* [Object detection records]
● ● ●

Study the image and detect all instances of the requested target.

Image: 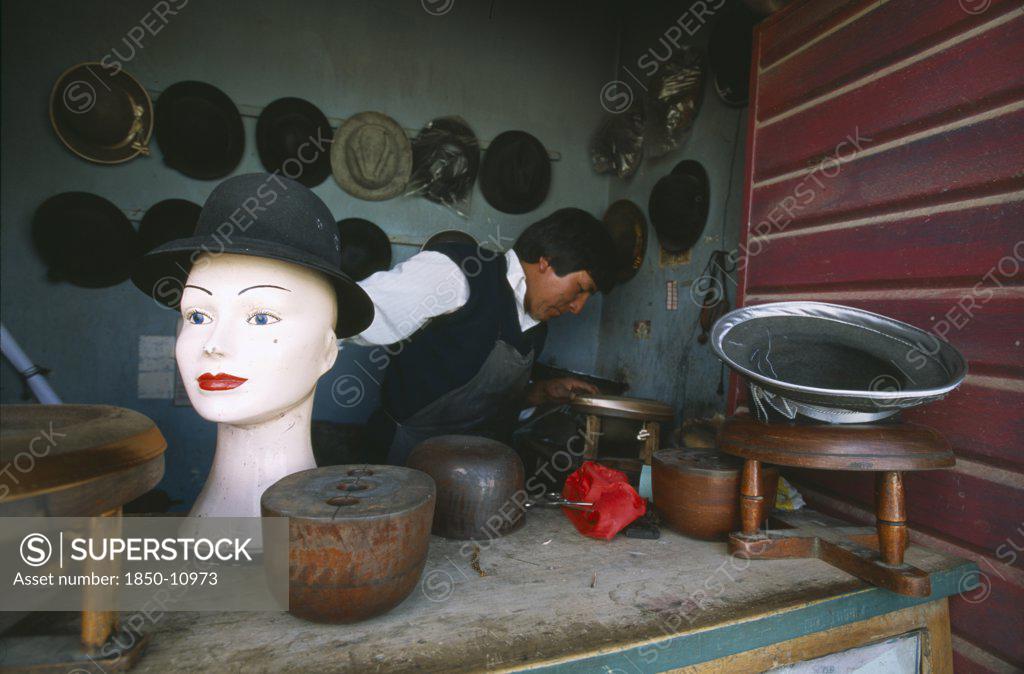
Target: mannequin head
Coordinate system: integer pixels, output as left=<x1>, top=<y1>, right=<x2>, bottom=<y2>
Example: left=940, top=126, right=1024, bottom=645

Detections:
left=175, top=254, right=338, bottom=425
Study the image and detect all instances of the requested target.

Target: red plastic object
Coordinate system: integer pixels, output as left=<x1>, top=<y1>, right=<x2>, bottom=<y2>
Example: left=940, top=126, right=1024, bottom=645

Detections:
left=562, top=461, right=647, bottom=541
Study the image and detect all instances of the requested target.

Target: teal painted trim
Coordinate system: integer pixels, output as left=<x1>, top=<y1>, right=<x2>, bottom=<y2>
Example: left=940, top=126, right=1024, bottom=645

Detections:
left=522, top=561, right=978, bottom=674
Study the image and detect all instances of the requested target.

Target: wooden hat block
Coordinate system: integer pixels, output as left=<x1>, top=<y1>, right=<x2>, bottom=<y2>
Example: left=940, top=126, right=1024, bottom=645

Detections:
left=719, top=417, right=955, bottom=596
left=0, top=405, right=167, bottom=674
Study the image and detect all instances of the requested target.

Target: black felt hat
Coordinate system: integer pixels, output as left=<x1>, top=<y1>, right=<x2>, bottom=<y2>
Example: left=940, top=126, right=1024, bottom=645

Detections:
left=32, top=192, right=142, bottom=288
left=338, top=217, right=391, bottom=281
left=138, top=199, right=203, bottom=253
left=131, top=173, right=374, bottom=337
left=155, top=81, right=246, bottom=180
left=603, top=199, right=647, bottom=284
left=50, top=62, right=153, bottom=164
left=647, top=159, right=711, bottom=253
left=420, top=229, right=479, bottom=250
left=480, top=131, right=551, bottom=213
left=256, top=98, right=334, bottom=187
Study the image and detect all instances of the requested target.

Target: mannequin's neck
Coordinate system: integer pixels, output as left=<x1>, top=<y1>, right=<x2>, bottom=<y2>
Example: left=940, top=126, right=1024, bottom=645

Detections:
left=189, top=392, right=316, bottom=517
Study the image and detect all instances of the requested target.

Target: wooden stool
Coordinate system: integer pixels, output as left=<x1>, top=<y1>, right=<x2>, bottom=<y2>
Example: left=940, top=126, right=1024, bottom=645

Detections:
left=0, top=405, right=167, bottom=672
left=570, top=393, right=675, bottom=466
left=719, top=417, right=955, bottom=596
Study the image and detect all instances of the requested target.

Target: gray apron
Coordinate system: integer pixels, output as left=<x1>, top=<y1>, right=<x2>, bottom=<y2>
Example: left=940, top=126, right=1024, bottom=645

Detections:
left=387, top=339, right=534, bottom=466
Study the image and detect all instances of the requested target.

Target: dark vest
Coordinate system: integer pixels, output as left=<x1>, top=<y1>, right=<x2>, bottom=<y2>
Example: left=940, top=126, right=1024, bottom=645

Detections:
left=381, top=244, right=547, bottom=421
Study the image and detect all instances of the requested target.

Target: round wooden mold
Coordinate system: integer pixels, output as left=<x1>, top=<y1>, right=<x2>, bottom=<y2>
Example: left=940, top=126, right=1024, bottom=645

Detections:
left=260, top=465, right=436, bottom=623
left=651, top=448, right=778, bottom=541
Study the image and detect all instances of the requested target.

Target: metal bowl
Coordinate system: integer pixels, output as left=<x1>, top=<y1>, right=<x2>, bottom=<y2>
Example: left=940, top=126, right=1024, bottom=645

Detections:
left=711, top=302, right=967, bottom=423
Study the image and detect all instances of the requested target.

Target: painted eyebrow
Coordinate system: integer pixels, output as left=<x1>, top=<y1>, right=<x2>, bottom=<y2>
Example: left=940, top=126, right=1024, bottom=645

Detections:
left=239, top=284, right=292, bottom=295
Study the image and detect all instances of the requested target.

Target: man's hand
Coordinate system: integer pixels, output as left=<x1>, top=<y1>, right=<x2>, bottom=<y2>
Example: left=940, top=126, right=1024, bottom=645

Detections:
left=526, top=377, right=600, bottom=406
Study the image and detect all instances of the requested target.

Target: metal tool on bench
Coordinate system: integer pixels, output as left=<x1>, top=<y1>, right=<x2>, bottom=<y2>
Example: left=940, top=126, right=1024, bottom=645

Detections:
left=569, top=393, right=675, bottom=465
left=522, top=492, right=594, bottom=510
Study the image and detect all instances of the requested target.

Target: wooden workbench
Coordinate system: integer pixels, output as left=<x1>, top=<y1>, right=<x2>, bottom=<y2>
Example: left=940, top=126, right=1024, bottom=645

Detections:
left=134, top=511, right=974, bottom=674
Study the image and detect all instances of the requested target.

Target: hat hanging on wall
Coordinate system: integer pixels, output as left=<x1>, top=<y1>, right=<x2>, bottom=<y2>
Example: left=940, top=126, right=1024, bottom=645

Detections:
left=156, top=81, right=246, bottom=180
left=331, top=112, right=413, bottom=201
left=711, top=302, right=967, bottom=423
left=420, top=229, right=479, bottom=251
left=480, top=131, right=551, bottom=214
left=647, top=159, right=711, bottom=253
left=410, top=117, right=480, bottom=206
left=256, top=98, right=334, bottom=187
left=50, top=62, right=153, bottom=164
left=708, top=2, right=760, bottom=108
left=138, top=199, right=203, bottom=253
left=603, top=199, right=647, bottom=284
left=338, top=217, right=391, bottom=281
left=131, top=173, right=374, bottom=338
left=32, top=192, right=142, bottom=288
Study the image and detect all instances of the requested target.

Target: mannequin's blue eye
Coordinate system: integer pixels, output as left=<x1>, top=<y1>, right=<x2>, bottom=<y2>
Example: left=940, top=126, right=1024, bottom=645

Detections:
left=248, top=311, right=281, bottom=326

● ● ●

* [Your objective] Format every line of the records above as a numbered list, dropping the blank lines. Leave the pictures out of your answer.

* [Problem solution]
1. Study the image and detect all instances of the requested target.
2. Image: 
3. Target: mannequin head
4. Coordinate system: integer pixels, output as left=<x1>, top=<y1>, right=<x2>, bottom=<y2>
5. Example: left=940, top=126, right=1024, bottom=645
6. Detections:
7. left=175, top=254, right=338, bottom=425
8. Study the image and detect all instances of the requested target.
9. Target: red plastic object
10. Coordinate system: integer pixels, output as left=<x1>, top=<y1>, right=<x2>, bottom=<y2>
11. Example: left=940, top=126, right=1024, bottom=645
12. Detections:
13. left=562, top=461, right=647, bottom=541
14. Study the image and detect all instances of the requested target.
15. Target: teal painted trim
16. Coordinate system: integer pixels, output as left=<x1>, top=<y1>, right=<x2>, bottom=<y2>
17. Example: left=940, top=126, right=1024, bottom=645
18. Detections:
19. left=522, top=561, right=978, bottom=674
20. Study the image and detect all instances of the requested target.
21. Target: wooden hat block
22. Coordinate system: integer pixels, output as left=<x1>, top=<y1>, right=<x2>, bottom=<y2>
23. Example: left=940, top=126, right=1024, bottom=645
24. Detections:
25. left=719, top=417, right=955, bottom=596
26. left=0, top=405, right=167, bottom=674
27. Study the image and detect all instances of the requested target.
28. Target: black felt hat
29. Coordinate system: integer pixels, output as left=<x1>, top=<y1>, right=<x2>, bottom=<y2>
30. Example: left=940, top=126, right=1024, bottom=645
31. Detections:
32. left=32, top=192, right=142, bottom=288
33. left=338, top=217, right=391, bottom=281
34. left=138, top=199, right=203, bottom=253
35. left=131, top=173, right=374, bottom=337
36. left=155, top=81, right=246, bottom=180
37. left=603, top=199, right=647, bottom=284
38. left=50, top=62, right=153, bottom=164
39. left=647, top=159, right=711, bottom=253
40. left=420, top=229, right=479, bottom=250
41. left=480, top=131, right=551, bottom=213
42. left=256, top=98, right=334, bottom=187
43. Study the image and detect all instances of the requested target.
44. Target: mannequin's neck
45. Coordinate system: integer pixels, output as left=<x1>, top=<y1>, right=<x2>, bottom=<y2>
46. Example: left=940, top=126, right=1024, bottom=645
47. Detections:
48. left=189, top=392, right=316, bottom=517
49. Study the image and detect all instances of the requested target.
50. Target: wooden stool
51. Coordinate system: integer pixels, output as left=<x1>, top=<y1>, right=<x2>, bottom=<y2>
52. Example: left=940, top=126, right=1024, bottom=645
53. Detections:
54. left=0, top=405, right=167, bottom=672
55. left=570, top=393, right=675, bottom=466
56. left=719, top=417, right=955, bottom=596
57. Study the image and detect all instances of the requested target.
58. Target: gray apron
59. Coordinate system: integer pixels, output as left=<x1>, top=<y1>, right=<x2>, bottom=<y2>
60. Example: left=940, top=126, right=1024, bottom=645
61. Detections:
62. left=387, top=339, right=534, bottom=466
63. Study the image and detect all instances of the requested target.
64. Target: dark vest
65. Coordinate system: integer pixels, output as left=<x1>, top=<y1>, right=<x2>, bottom=<y2>
66. Example: left=940, top=126, right=1024, bottom=645
67. Detections:
68. left=381, top=244, right=547, bottom=421
69. Study the image and detect all instances of the requested target.
70. Target: round wooden mold
71. Coordinate system: integer pixels, output as left=<x1>, top=<y1>, right=<x2>, bottom=<y2>
72. Example: left=940, top=126, right=1024, bottom=645
73. Detections:
74. left=260, top=465, right=436, bottom=623
75. left=651, top=448, right=778, bottom=541
76. Study the image and detect all instances of the requested target.
77. Target: metal bowl
78. Coordinate system: integer pixels, output as left=<x1>, top=<y1>, right=<x2>, bottom=<y2>
79. Example: left=940, top=126, right=1024, bottom=645
80. Detections:
81. left=711, top=302, right=967, bottom=423
82. Study the image and detect all instances of the requested target.
83. Target: painted eyebrow
84. Coordinate system: integer pixels, output as left=<x1>, top=<y1>, right=<x2>, bottom=<y2>
85. Example: left=940, top=126, right=1024, bottom=645
86. Detections:
87. left=239, top=284, right=292, bottom=295
88. Study the image and detect all instances of the requested target.
89. Target: man's hand
90. Coordinate system: integer pixels, output as left=<x1>, top=<y1>, right=<x2>, bottom=<y2>
91. Example: left=940, top=126, right=1024, bottom=645
92. Detections:
93. left=526, top=377, right=600, bottom=406
94. Study the image and detect all instances of the requested target.
95. Target: metal tool on bench
96. Coordinate system: integer pixels, output as left=<x1>, top=<y1>, right=<x2>, bottom=<y2>
97. Example: left=940, top=126, right=1024, bottom=645
98. Detections:
99. left=569, top=393, right=675, bottom=465
100. left=522, top=492, right=594, bottom=510
101. Study the image and detect all instances of the requested target.
102. Target: wooden workbench
103. Coordinate system: integer pixels, output as left=<x1>, top=<y1>, right=<x2>, bottom=<y2>
104. Example: left=940, top=126, right=1024, bottom=645
105. Detections:
106. left=134, top=511, right=974, bottom=674
107. Study the image and detect all instances of the requested target.
108. Target: hat hanging on wall
109. Coordinate system: integer pixels, output as left=<x1>, top=<y1>, right=<x2>, bottom=<y2>
110. Example: left=940, top=126, right=1024, bottom=645
111. Detections:
112. left=156, top=81, right=246, bottom=180
113. left=331, top=112, right=413, bottom=201
114. left=711, top=302, right=967, bottom=423
115. left=420, top=229, right=479, bottom=251
116. left=480, top=131, right=551, bottom=214
117. left=647, top=159, right=711, bottom=253
118. left=410, top=117, right=480, bottom=206
119. left=256, top=98, right=334, bottom=187
120. left=50, top=62, right=153, bottom=164
121. left=708, top=2, right=760, bottom=108
122. left=138, top=199, right=203, bottom=253
123. left=603, top=199, right=647, bottom=284
124. left=338, top=217, right=391, bottom=281
125. left=131, top=173, right=374, bottom=338
126. left=32, top=192, right=142, bottom=288
127. Study the image and detect all instances of the requested target.
128. Target: mannequin's blue eye
129. Coordinate system: integer pixels, output as left=<x1>, top=<y1>, right=<x2>, bottom=<y2>
130. Example: left=940, top=126, right=1024, bottom=645
131. Detections:
132. left=248, top=311, right=281, bottom=326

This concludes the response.